• [Text section]
--*--

Research and Clinical Scientists to Collaborate on Study of Disease Responsible for Killing 1 Million+ Bats
Two White-Nose Syndrome Studies Funded at Tufts Veterinary School
NORTH GRAFTON, Mass. – Researchers at the Cummings School of Veterinary Medicine have received funding for two new studies to investigate White Nose Syndrome, a little-understood fungal infection that has killed more than a million bats in the United States and Canada. These grants bring the number of White Nose studies underway at the school to three.
All three studies involve collaboration between Research Assistant Professor Alison Robbins, DVM, wildlife veterinarian in the school’s Department of Environmental and Population Health with an expertise in infectious wildlife diseases, and Research Associate Professor Donna Akiyoshi, PhD, a molecular biologist in the Department of Biomedical Science’s Division of Infectious Diseases. Drs. Akiyoshi and Robbins are currently collaborating to develop a rapid field diagnostic for the disease, with funding from the Fish and Wildlife Service.

--*--

• [Information given]

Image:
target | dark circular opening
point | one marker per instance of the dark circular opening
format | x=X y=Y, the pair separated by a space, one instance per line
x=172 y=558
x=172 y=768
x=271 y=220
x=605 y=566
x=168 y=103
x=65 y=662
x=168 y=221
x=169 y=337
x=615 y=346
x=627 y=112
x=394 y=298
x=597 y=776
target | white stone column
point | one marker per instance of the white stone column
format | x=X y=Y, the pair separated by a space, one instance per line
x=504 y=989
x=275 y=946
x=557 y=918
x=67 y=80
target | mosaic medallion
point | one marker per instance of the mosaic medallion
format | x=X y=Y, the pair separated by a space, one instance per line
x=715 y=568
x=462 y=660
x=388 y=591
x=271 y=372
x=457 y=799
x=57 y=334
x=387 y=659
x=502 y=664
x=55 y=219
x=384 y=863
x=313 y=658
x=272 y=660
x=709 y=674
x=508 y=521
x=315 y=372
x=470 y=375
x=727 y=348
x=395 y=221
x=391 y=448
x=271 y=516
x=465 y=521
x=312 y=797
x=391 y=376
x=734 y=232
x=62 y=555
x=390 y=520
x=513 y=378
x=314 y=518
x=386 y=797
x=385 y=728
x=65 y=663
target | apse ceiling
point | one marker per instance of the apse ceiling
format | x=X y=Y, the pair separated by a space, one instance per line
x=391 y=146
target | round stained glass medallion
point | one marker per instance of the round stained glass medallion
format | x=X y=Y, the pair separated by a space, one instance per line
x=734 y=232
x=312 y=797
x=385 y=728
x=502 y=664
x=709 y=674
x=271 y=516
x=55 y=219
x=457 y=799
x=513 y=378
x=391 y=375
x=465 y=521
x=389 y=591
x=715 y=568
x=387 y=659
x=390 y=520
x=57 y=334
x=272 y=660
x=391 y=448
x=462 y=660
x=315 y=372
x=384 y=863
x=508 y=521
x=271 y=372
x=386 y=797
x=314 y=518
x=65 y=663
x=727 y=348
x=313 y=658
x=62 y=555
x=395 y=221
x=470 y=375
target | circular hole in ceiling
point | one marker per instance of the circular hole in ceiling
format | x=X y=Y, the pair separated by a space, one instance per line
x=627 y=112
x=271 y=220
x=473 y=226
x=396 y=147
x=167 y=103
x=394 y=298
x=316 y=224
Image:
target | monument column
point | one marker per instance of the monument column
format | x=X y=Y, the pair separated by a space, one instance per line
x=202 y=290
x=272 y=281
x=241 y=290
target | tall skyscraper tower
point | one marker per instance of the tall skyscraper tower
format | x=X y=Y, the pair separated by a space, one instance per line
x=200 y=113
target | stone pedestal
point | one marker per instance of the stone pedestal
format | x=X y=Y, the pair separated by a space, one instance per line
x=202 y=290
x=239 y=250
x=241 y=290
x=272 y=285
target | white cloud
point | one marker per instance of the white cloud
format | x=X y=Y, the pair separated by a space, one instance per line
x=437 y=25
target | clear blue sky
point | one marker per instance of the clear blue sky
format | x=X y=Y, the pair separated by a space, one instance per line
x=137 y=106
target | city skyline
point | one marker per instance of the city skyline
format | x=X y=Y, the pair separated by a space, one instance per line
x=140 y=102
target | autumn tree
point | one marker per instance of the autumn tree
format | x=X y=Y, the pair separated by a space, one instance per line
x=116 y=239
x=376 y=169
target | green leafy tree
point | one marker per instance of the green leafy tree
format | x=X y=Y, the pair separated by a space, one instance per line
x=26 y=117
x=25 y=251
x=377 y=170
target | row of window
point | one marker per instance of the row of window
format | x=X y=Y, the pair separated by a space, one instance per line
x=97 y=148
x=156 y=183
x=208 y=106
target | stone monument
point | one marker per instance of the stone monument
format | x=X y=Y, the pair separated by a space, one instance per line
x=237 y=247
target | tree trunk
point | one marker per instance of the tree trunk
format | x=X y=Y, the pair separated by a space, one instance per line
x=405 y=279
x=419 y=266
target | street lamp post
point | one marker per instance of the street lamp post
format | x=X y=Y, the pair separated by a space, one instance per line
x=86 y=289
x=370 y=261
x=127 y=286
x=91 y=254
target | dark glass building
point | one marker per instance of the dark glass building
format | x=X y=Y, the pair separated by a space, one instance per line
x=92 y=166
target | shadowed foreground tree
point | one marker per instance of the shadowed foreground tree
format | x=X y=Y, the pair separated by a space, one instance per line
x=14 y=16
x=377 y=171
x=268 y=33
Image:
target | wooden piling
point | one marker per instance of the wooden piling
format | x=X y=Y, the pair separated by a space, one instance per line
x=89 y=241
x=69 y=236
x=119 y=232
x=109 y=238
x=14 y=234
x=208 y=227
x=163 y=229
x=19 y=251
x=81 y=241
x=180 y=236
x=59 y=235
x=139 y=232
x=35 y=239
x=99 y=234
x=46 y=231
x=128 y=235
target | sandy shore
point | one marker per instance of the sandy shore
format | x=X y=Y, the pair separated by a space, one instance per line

--*--

• [Exercise description] In the article on White-Nose Syndrome research at Tufts, which agency funds Akiyoshi and Robbins's work on a rapid field diagnostic for the disease? The items play no part in what comes next.

• [Reply to the task] The Fish and Wildlife Service.